### Page excerpt
.....

Go With the Flow - Interview with Chef Sriram Aylur of Quilon
When you walk through the doors of a restaurant – especially one which carries a Michelin star – you come with certain expectations. These expectations may cover the décor, the price, the service – and certainly the food – but they rarely run to the philosophy behind the restaurant as a whole. I left Quilon delighted with everything, but it was the philosophy of Chef Sriram, and his approach to food, which has really left an impression.
Image, Courtesy of Quilon.
Opened in 1999, Quilon specialises in food from the West coast of Southern India. The restaurant won a Michelin star in 2008, which it has retained ever since, and its menu – which is filled with the impeccably light, fragrant, flavourful dishes of Kerala, Goa and Mangalore – is a mix of traditional regional specialities, and Chef’s own creations.
We begin the evening with mini poppadums and a selection of sauces before moving on to a trio of starters – the restaurant’s own scallops with chilli and mango, a mini masala dosa, and coconut cream chicken. Off to a good start. The scallops were tender and beautifully flavoured, the dosa perfectly spongy and rich with ghee and spices, the coconut chicken moist and sweet. This was followed by a small glass of Rasam - hot tomato soup - as a palate cleanser. I have never had anything like it. Spiced, warming and savoury, it tasted like exactly what you want on a cold day – but was oddly-refreshing at the same time. True to its name, it left my palate cleansed, and ready for the selection of main courses chosen by Chef.

.....

### Supplied material

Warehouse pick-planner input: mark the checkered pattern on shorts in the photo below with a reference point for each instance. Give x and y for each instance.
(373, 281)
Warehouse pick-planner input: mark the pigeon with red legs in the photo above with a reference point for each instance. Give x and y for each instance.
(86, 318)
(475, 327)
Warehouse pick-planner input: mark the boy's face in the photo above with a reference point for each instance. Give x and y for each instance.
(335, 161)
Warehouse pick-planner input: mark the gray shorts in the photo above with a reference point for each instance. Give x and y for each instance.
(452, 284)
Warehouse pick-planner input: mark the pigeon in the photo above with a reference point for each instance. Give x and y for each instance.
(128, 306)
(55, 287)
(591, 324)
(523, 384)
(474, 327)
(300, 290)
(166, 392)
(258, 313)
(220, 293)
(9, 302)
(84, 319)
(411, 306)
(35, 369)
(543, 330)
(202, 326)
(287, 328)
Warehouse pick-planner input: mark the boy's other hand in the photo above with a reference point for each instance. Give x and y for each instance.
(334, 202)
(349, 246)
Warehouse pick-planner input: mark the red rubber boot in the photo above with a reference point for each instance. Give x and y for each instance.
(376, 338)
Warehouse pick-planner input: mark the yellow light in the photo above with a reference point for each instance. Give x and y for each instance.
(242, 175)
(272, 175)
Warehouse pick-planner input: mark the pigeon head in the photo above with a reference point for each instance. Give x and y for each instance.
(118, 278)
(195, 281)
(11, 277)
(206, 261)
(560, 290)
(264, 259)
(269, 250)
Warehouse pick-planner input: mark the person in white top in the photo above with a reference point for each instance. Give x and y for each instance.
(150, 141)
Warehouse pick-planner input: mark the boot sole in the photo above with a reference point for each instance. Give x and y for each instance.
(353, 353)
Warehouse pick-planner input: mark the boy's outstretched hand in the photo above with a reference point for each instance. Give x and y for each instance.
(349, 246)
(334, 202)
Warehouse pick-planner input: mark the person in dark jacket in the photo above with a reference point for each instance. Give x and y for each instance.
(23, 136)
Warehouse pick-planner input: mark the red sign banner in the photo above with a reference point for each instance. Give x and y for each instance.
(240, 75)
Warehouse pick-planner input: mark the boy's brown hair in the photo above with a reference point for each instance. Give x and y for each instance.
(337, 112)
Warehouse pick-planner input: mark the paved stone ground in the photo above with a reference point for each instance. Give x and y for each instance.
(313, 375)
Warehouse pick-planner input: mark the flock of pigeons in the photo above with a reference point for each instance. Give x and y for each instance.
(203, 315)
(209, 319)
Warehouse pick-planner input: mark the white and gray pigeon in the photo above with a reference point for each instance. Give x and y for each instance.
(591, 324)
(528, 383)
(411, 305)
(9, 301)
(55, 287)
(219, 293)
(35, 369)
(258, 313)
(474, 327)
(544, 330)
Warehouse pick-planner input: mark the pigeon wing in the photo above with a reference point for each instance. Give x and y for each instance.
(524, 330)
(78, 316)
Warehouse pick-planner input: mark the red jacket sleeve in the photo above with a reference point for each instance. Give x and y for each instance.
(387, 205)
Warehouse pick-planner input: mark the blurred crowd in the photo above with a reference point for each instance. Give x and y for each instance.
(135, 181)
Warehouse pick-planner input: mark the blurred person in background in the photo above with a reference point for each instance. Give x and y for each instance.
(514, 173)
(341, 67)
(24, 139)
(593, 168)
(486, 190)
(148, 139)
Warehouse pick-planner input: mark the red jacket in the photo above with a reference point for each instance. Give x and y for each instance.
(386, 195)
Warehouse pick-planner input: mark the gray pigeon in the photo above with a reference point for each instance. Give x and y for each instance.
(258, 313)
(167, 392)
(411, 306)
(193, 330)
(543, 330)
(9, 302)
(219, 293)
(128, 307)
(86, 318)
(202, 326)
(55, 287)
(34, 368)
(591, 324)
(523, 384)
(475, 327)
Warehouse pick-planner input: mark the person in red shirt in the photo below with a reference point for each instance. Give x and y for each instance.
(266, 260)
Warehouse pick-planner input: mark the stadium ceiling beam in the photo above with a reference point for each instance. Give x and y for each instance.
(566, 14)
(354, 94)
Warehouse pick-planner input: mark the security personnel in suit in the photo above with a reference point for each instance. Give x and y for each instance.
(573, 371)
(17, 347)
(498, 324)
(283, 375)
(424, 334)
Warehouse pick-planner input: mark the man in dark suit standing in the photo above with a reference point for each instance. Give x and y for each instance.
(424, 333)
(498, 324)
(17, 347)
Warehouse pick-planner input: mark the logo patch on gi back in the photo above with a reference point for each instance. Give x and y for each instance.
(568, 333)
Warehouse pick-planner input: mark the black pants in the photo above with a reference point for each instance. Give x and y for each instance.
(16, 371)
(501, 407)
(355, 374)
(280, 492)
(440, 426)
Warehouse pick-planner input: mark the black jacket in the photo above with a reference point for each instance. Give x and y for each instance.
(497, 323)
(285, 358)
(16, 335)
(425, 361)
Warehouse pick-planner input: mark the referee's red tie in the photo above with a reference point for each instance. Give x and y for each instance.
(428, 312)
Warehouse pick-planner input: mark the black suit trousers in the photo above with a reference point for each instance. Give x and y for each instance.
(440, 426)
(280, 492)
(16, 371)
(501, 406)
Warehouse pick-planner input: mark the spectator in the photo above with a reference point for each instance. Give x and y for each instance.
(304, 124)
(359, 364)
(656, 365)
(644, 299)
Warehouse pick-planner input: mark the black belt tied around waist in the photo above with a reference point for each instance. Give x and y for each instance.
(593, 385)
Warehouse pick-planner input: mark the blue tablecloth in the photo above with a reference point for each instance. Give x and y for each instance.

.....

### Brief A
According to the Quilon interview, in what year did the restaurant win its Michelin star?
### Brief B
Repeat the Quilon interview word for word, starting at "Opened in 1999, Quilon" and ending at "Chef’s own creations.".
Leave the data out of this entirely.

### Solution A
2008

### Solution B
Opened in 1999, Quilon specialises in food from the West coast of Southern India. The restaurant won a Michelin star in 2008, which it has retained ever since, and its menu – which is filled with the impeccably light, fragrant, flavourful dishes of Kerala, Goa and Mangalore – is a mix of traditional regional specialities, and Chef’s own creations.